* [TEXT]:
Content starts

The Bureau of Labor Statistics released July data for both the Producer Price and Consumer Price indices this week. In short, overall inflation is not a problem, helping to keep interest rates low. Consumer prices are up just 1% since July 2019, well below the Federal Reserve’s 2% target. The Producer Price Index (PPI) for final demand goods, which measures production costs, is down 1.9% from the same time last year.
Read my insights on construction input prices over at Associated Builders and Contractors.
Why is this Good News?
Low inflation and low interest rates will help the economy recover more quickly. Certain economic segments that are sensitive to interest rates are already performing well, including auto and home sales. Low inflation also renders it easier for households to meet their obligations, all things being equal.

Content ends

* [REQUIREMENT A]:
In the text on July inflation data, by how much is the Producer Price Index for final demand goods down from a year earlier?
* [REQUIREMENT B]:
Print part of the text on July inflation data word for word, beginning at "The Bureau of" and stopping after "Builders and Contractors.".
* [REQUIREMENT C]:
Carry on the text on July inflation data from the point where it stops.

* [RECORDED INFORMATION]:
Content starts

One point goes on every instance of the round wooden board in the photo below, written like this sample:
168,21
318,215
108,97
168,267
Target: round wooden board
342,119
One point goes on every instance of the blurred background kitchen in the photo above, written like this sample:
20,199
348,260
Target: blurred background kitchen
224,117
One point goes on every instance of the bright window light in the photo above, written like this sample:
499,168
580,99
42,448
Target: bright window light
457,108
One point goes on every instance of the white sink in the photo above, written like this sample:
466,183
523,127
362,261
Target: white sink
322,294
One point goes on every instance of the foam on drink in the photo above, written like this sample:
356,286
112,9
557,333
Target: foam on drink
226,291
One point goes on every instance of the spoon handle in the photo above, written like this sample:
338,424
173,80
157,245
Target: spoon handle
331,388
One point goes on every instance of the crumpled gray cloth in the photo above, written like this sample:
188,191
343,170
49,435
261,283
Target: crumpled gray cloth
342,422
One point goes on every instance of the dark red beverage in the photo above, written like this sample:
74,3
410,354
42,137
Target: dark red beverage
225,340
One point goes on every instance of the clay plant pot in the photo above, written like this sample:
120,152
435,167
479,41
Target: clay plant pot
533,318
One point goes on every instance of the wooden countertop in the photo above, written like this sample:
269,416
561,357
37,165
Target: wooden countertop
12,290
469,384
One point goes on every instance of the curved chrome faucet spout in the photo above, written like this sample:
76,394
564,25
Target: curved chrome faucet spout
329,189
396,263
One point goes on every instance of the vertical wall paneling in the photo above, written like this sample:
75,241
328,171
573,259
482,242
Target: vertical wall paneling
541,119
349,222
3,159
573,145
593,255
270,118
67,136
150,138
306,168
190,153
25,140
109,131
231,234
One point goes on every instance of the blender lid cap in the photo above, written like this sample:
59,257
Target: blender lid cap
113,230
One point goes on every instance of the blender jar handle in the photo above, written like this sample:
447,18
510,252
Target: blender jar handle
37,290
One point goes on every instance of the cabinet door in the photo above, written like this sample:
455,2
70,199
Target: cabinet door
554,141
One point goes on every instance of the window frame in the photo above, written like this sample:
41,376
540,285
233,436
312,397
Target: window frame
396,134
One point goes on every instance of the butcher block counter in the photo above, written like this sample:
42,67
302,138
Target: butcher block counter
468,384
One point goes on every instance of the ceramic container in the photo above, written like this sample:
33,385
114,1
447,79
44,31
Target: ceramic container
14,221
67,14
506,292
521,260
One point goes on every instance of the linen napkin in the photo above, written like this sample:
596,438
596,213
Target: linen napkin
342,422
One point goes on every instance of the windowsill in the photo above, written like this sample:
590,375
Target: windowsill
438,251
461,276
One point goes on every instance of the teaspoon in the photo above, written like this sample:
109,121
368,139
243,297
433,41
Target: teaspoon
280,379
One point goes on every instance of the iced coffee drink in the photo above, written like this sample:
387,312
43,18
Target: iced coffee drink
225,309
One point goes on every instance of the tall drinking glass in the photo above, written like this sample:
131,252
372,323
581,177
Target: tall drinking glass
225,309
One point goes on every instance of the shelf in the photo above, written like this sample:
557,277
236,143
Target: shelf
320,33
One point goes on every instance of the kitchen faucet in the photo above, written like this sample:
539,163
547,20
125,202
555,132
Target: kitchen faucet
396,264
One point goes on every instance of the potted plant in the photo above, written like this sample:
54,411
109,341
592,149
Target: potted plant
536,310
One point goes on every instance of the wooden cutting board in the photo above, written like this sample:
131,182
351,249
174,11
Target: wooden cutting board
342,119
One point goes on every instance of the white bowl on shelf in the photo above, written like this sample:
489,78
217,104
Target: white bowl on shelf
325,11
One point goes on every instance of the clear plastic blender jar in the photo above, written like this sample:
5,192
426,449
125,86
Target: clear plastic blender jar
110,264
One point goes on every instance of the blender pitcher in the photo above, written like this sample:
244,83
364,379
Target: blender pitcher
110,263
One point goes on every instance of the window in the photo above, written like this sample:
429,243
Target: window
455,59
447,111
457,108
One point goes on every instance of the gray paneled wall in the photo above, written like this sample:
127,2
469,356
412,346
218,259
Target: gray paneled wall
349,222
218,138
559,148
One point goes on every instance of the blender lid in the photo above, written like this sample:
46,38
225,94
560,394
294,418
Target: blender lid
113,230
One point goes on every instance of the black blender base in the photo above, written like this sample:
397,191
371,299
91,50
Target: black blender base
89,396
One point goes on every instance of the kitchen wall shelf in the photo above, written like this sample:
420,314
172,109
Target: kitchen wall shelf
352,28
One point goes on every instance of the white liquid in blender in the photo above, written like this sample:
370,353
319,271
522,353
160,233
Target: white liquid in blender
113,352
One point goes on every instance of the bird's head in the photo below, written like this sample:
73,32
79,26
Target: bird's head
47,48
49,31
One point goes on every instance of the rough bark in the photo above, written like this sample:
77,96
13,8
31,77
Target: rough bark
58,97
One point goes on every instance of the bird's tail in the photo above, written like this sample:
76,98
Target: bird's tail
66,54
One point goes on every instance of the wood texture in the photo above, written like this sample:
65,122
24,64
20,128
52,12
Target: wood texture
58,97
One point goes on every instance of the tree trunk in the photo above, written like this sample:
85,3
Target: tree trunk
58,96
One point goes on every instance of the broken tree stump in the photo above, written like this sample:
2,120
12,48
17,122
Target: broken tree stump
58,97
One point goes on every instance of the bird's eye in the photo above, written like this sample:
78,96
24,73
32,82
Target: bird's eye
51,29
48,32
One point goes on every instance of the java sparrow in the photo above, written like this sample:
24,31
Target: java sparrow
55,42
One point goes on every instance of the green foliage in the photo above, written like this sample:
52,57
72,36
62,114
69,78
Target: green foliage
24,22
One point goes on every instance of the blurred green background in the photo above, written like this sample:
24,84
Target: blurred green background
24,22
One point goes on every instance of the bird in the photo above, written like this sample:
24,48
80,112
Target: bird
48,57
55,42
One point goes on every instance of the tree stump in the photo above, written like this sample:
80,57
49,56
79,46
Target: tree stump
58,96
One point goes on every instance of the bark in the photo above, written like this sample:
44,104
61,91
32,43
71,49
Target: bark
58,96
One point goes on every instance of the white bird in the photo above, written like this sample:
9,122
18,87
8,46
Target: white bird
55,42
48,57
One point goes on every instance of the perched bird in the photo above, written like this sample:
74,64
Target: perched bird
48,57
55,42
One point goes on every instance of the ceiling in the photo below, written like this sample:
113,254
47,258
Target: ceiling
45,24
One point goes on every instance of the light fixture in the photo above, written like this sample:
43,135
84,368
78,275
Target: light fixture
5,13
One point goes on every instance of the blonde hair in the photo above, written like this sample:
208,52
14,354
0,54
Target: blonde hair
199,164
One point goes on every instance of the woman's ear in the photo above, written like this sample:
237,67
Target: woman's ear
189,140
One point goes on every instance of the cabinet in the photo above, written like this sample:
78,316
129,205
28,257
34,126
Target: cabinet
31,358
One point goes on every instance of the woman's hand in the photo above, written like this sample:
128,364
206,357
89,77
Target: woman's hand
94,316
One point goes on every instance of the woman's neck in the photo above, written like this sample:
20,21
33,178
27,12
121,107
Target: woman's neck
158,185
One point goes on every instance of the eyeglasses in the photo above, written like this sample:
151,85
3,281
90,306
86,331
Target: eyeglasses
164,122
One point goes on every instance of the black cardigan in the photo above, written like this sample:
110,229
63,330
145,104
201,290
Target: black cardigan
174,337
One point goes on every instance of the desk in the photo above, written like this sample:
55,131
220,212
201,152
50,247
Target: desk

Content ends

* [TASK RESPONSE A]:
It is down 1.9% from the same time last year.

* [TASK RESPONSE B]:
The Bureau of Labor Statistics released July data for both the Producer Price and Consumer Price indices this week. In short, overall inflation is not a problem, helping to keep interest rates low. Consumer prices are up just 1% since July 2019, well below the Federal Reserve’s 2% target. The Producer Price Index (PPI) for final demand goods, which measures production costs, is down 1.9% from the same time last year.
Read my insights on construction input prices over at Associated Builders and Contractors.

* [TASK RESPONSE C]:
Three Key Takeaways
1. Food prices are up 4.1% year-over-year, largely due to an 8.4% increase in meat, poultry, fish, and eggs prices.
2. Energy prices are down 11.2% on a year-over-year basis.
3. The price of hospital services is up 5% since July 2019.
What to Watch
While inflation is contained for now, the combination of economic recovery, money supply growth, and federal deficit spending could ultimately unleash the beast. That probably isn’t the story for the balance of 2020, but it is conceivable that inflation will become more problematic in 2021 and/or 2022, resulting in both a higher cost of living and rising interest rates.